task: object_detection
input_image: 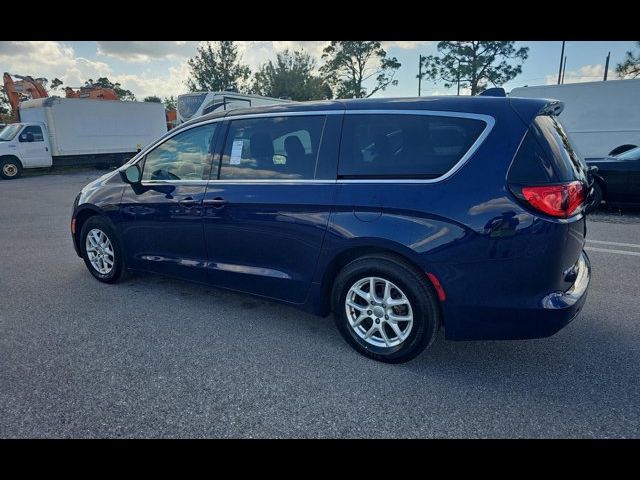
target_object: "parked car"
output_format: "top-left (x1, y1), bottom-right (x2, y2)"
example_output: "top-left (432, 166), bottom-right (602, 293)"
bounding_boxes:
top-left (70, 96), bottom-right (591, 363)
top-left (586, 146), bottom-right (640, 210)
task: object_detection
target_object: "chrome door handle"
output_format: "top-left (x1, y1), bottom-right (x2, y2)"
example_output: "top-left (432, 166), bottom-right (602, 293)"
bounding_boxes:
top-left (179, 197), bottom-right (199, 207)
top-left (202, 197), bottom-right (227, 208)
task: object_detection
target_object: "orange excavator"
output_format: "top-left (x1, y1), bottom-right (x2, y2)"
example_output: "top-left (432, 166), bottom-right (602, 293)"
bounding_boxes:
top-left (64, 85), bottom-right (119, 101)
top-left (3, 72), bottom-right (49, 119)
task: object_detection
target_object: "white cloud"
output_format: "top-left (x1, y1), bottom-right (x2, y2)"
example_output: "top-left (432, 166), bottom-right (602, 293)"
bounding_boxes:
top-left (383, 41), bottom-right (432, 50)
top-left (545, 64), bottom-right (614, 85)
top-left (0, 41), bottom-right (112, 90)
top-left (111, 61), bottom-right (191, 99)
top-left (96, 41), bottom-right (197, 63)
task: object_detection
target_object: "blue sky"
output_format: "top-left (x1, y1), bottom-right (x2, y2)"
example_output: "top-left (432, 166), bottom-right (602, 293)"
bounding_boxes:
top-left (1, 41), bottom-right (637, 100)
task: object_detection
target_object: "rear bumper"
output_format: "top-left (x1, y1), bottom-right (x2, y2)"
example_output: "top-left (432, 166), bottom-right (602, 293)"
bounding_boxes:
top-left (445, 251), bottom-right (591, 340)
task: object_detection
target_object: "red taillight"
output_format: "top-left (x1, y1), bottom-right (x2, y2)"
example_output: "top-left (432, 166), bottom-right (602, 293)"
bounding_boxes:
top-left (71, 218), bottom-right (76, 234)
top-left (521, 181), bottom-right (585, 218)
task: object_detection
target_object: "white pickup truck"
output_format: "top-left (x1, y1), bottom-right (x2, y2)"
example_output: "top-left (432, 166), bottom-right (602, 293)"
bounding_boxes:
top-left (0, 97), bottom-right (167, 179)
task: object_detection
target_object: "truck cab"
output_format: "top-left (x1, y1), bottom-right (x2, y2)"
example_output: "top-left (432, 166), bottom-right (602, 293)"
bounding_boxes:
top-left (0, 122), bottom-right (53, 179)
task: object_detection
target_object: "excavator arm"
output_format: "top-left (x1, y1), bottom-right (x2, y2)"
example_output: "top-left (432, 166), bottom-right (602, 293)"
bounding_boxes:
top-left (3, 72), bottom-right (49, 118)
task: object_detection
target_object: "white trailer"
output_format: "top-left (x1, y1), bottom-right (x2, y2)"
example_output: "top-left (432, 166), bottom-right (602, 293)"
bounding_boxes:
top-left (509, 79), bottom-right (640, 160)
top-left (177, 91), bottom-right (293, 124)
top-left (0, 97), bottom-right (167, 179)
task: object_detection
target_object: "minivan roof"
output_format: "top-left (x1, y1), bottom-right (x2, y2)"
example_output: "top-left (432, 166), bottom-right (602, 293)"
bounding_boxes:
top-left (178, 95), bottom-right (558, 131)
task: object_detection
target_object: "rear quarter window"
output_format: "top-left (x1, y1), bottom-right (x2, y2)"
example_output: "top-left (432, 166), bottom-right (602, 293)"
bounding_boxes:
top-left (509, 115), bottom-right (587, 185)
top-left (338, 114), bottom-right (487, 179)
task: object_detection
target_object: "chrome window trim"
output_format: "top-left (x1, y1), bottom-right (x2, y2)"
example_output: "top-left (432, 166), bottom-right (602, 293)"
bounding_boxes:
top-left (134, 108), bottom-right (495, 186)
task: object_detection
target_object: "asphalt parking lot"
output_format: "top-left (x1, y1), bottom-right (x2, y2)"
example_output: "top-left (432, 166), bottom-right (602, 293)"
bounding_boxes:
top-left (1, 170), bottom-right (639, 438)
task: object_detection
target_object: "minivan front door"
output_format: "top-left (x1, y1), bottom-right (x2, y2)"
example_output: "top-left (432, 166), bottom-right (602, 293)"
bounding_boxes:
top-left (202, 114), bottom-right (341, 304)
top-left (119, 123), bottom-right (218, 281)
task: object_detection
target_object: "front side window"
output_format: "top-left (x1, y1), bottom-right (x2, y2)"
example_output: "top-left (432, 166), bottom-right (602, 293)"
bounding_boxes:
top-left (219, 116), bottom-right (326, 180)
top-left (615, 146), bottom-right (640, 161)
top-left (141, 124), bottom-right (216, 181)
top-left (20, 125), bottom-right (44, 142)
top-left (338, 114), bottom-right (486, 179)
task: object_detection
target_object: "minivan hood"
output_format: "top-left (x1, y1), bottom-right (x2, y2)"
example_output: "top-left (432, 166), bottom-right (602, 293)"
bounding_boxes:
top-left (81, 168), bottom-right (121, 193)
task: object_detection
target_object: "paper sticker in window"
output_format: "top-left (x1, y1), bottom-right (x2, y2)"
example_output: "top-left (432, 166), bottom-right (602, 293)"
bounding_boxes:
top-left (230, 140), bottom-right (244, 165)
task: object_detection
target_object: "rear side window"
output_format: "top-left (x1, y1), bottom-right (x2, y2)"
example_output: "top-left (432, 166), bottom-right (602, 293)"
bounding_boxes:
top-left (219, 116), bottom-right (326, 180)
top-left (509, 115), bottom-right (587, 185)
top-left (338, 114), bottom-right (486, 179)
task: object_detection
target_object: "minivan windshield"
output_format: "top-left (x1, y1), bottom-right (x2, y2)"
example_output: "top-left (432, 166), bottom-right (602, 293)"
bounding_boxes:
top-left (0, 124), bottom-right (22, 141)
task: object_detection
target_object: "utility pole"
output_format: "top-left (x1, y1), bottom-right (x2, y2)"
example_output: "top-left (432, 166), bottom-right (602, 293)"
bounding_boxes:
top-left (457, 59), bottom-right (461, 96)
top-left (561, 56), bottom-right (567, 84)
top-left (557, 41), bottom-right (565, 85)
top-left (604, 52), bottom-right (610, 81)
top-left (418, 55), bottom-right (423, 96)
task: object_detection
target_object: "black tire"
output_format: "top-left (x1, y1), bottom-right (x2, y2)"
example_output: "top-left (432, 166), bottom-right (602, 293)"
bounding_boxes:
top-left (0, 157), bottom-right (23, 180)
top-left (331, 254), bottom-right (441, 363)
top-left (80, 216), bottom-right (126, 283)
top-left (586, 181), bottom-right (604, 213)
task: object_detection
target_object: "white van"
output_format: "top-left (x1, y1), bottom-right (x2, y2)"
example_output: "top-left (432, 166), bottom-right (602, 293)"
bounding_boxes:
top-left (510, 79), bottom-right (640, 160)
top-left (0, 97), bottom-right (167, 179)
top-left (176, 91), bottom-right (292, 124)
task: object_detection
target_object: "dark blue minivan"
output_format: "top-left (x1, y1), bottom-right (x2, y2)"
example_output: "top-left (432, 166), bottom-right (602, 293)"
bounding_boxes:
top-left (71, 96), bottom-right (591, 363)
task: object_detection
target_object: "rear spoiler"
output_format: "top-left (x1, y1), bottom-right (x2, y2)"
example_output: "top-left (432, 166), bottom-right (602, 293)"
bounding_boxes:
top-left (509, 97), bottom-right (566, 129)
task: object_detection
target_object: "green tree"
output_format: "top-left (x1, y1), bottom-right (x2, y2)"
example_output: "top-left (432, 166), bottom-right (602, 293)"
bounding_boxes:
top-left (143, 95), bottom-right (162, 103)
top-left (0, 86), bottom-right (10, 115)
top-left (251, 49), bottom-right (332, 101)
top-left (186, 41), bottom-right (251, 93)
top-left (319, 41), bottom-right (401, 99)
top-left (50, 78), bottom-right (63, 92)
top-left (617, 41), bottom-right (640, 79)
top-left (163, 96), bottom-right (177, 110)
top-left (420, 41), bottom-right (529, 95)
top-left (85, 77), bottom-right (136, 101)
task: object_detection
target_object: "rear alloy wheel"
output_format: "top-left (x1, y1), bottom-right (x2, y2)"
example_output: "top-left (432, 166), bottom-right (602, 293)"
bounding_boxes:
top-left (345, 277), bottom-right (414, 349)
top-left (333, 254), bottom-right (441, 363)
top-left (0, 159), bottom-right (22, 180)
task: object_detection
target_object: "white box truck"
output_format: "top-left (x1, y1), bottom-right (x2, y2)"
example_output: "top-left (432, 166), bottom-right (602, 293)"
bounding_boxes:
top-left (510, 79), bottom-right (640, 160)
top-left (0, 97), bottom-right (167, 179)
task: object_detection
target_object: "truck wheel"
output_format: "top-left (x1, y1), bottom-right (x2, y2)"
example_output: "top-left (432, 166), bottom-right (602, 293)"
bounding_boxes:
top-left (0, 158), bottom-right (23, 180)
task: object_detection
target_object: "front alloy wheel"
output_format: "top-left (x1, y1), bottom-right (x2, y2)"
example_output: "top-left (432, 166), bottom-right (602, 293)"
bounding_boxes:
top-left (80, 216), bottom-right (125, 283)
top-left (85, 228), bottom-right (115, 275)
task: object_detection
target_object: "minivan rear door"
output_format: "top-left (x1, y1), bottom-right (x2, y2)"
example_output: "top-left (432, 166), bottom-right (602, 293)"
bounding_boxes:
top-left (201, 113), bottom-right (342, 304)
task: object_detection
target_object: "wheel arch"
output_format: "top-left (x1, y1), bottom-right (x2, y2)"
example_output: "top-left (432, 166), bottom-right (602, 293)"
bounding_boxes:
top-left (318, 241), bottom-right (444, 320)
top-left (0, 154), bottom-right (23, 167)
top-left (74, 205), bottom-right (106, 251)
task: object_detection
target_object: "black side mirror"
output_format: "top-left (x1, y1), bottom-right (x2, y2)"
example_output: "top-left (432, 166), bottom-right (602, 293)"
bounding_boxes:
+ + + + +
TASK BRIEF
If a line in the material contains the word "black", copy that line.

FINAL ANSWER
target_object: "black tire"
target_object: "black side mirror"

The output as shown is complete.